WORK ITEM -> The full listing below must be printed exactly, word for word.

+++

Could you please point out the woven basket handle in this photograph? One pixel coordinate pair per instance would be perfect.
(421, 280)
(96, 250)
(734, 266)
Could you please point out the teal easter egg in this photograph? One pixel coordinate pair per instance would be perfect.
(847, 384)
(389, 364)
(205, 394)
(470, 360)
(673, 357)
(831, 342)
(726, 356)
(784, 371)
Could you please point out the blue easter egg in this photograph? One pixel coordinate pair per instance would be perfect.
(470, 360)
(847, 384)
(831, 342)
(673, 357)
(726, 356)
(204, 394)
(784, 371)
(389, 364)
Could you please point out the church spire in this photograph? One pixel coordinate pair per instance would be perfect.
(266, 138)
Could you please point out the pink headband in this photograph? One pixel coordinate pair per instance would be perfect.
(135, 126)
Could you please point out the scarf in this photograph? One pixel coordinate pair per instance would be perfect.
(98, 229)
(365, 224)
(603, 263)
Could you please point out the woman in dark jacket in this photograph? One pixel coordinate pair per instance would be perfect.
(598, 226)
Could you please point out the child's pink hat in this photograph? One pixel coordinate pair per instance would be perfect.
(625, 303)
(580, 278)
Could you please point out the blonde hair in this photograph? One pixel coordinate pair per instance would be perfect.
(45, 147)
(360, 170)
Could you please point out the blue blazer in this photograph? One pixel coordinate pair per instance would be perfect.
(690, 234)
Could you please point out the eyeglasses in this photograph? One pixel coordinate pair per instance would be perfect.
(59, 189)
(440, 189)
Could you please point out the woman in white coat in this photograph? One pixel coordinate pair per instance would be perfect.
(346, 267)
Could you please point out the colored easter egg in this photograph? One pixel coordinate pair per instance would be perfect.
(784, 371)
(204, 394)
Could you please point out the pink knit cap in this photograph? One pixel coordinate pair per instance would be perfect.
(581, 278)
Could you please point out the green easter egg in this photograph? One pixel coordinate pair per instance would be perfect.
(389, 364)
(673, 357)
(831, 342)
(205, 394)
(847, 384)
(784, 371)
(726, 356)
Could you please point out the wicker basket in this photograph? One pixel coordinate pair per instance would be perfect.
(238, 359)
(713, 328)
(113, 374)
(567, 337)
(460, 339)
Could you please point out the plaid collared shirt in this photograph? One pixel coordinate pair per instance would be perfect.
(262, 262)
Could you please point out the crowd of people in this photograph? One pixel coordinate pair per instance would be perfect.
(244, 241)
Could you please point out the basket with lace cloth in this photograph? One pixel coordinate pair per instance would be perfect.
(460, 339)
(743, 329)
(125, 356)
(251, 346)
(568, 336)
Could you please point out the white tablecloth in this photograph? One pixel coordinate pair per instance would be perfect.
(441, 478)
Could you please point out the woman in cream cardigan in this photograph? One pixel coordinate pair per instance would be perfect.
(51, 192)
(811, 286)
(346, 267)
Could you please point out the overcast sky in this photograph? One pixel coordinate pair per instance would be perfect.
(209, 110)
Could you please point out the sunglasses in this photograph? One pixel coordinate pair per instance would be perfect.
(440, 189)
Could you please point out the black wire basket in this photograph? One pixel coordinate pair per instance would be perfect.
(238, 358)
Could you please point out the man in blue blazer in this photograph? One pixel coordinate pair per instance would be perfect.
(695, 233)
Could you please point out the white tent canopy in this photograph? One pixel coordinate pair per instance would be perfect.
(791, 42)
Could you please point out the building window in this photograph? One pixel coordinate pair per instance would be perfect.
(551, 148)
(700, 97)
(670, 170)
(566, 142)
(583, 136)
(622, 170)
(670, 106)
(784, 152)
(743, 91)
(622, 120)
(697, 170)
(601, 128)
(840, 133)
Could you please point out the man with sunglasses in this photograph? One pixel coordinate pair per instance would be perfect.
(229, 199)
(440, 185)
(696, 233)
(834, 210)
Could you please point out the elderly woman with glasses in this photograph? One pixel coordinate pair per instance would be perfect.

+++

RESULT OF THIS EXERCISE ->
Could you please point out the woven basket handle in this photograph? One pixel coordinate pair per instance would be perfect.
(421, 280)
(96, 250)
(734, 266)
Could you please point out the teal easter egg in this photograph? One pixel coordinate pair per instance would be perfect.
(847, 384)
(389, 364)
(205, 394)
(470, 360)
(673, 357)
(831, 342)
(726, 356)
(784, 371)
Could you please point out the blue easter egg in this photograph? One pixel coordinate pair per instance would be perfect.
(470, 360)
(847, 384)
(831, 342)
(673, 357)
(726, 356)
(204, 394)
(784, 371)
(389, 364)
Could you please point out the church spire in this photograph? One pixel coordinate pair per instance would be perfect.
(266, 138)
Could you please point out the pink headband in this photograph? One pixel coordinate pair per instance would be perfect.
(135, 126)
Could you please point out the scarf in this photograph? One pixel coordinate pair per instance would be perfect.
(98, 229)
(365, 224)
(603, 263)
Could you please point out the woman in dark jacket in this photograph? One pixel coordinate pair per instance would be perfect.
(598, 226)
Could you please point out the child's pink hat in this photograph? One pixel coordinate pair per instance would be perfect.
(625, 303)
(580, 278)
Could you please point out the blonde hair in this photograph? One pixel coordinate pair per instance would be perfect.
(45, 147)
(360, 170)
Could you please point out the blue blazer in this photograph? One pixel coordinate pair per instance would be perfect.
(690, 234)
Could you please point out the eyeglasses in this photograph? One pixel coordinate pair per instance would be perfect.
(59, 189)
(440, 189)
Could you please point out the woman in white coat in this photograph? One pixel coordinate pair per instance would be perfect.
(346, 267)
Could you please point out the colored easter egg in this photograph? One pixel coordinate pair per instance would be perfect.
(784, 371)
(204, 394)
Could you please point out the pink knit cap in this photograph? One pixel coordinate pair per instance would be perfect.
(581, 278)
Could you please point out the green easter egg in this photograph? One pixel coordinate pair per instance would be perfect.
(389, 364)
(673, 357)
(831, 342)
(205, 394)
(847, 384)
(784, 371)
(726, 356)
Could you please point out the wicker basket in this photograph? One pixel coordinate pair per instance would be perfect.
(238, 359)
(713, 328)
(113, 374)
(567, 337)
(460, 339)
Could you please point out the plaid collared shirt in this photograph? One pixel coordinate pair per instance would be perfect.
(262, 262)
Could you please point out the crowd of people in this photograph? One pixel coordinate pair per instance would be perfect.
(244, 241)
Could you please point out the basket with lace cloth in this photograph? One pixel coordinate pair per instance would be perfect.
(460, 339)
(743, 329)
(125, 356)
(251, 346)
(568, 336)
Could you please point out the white tablecloth in this photograph? One pixel coordinate pair per instance would be perfect.
(441, 478)
Could you please point out the woman in cream cardigan in this photograph? One pixel coordinate pair per instance would be perfect.
(51, 192)
(811, 286)
(346, 267)
Could you please point out the overcast sky in this photograph? One pixel coordinate pair per instance would be perfect.
(209, 110)
Could you please point out the sunglasses in this photograph? One pixel coordinate pair per instance would be perfect.
(440, 189)
Could you please point out the black wire basket in this photograph? One pixel coordinate pair per instance would be perfect.
(238, 358)
Could you please point out the man in blue blazer in this photograph? One pixel coordinate pair per instance would be perfect.
(695, 233)
Could you please point out the white tent canopy in this photograph? One pixel coordinate pair per instance would be perfect.
(791, 42)
Could you please point out the building window in this photograph? One pixel coordinate pair per instance would be perfect.
(551, 148)
(700, 97)
(670, 170)
(566, 142)
(583, 136)
(622, 170)
(670, 106)
(784, 152)
(743, 91)
(622, 120)
(697, 170)
(601, 128)
(840, 133)
Could you please point out the man with sunglasses in this photograph? One pixel coordinate pair per instance would be perfect.
(229, 199)
(440, 185)
(696, 233)
(834, 210)
Could you please point out the elderly woman with glasses in this photograph? One pixel coordinate pair per instance would be perfect.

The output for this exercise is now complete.